-- Given passage start --

The answer is simply: They do not have the same destination.

With an assignment like

c0->imag = c1->imag + c2->imag;

No two of the expressions "have the same destiantion",
at least not with a meaningful, or lets say usual, call.

Let's discuss this example:

complex_t complexA   = complex_1;
complex_t complexB   = complex_1;
complex_t complexSum = complex_0; /* init, later overwritten */

Note that two of those have the same value, but are different variables of type complex_t.

Then usual calling would look like

complex_add( &complexSum, &complexA, &complexB );

Now what happens with ... ?

c0->imag = c1->imag + c2->imag;
c0->real = c1->real + c2->real;

c0->imag access the imaginary part of what c0 is pointing to, i.e. complexSum.imag.
c1->imag access the imaginary part of what c1 is pointing to, i.e. complexA.imag.
c2->imag access the imaginary part of what c2 is pointing to, i.e. complexB.imag.
c0->real access the real part of what c0 is pointing to, i.e. complexSum.real.
c1->real access the real part of what c1 is pointing to, i.e. complexA.real.

-- Given passage end --
-- Raw data start --

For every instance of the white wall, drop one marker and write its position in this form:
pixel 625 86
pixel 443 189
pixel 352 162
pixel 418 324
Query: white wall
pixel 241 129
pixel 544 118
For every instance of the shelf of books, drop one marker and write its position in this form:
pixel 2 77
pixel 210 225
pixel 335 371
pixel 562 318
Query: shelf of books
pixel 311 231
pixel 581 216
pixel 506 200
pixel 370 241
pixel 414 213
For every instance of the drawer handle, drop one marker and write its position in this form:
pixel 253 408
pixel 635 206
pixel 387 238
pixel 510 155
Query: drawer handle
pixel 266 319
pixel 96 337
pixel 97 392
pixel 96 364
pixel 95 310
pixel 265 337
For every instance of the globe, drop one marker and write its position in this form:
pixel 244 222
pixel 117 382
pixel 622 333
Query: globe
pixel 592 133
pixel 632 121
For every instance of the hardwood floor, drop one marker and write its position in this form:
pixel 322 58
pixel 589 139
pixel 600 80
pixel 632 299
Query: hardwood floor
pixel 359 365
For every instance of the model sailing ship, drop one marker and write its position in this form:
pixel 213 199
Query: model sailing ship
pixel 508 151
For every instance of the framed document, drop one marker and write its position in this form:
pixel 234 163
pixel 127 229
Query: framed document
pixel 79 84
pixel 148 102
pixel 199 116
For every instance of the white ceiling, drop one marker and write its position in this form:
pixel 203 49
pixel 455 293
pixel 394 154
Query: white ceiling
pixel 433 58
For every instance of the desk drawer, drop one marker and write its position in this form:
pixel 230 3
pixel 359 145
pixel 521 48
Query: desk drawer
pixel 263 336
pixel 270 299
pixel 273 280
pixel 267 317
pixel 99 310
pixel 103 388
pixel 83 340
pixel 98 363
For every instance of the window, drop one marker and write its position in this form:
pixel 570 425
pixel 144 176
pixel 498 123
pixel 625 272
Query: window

-- Raw data end --

Exercise 1:
In the walkthrough of the complex_add code, which member does c0->imag access for the usual call shown?
Exercise 2:
Translate this sentence from the complex_add walkthrough into Spanish: "Note that two of those have the same value, but are different variables of type complex_t."
Exercise 3:
Extend the complex_add pointer walkthrough, starting right after its final line.

Written response 1:
complexSum.imag

Written response 2:
Tenga en cuenta que dos de ellas tienen el mismo valor, pero son variables distintas de tipo complex_t.

Written response 3:
c2->real access the real part of what c2 is pointing to, i.e. complexB.real.

See? No two are the same destination.

By the way, I think you can aviod upcoming trouble if you change to

void complex_add(      complex_t  * const cSum,
                  const complex_t * const c1,
                  const complex_t * const c2 );

I trust that the example explained in detail (involving more than one complex variable) also answer the questions in the title.

That will allow changing the content of the output parameter, but nothing else, especially not any of the pointers and not any of the operand values. And that in turn will allow to call with the constants you have shown as parameters for the operands.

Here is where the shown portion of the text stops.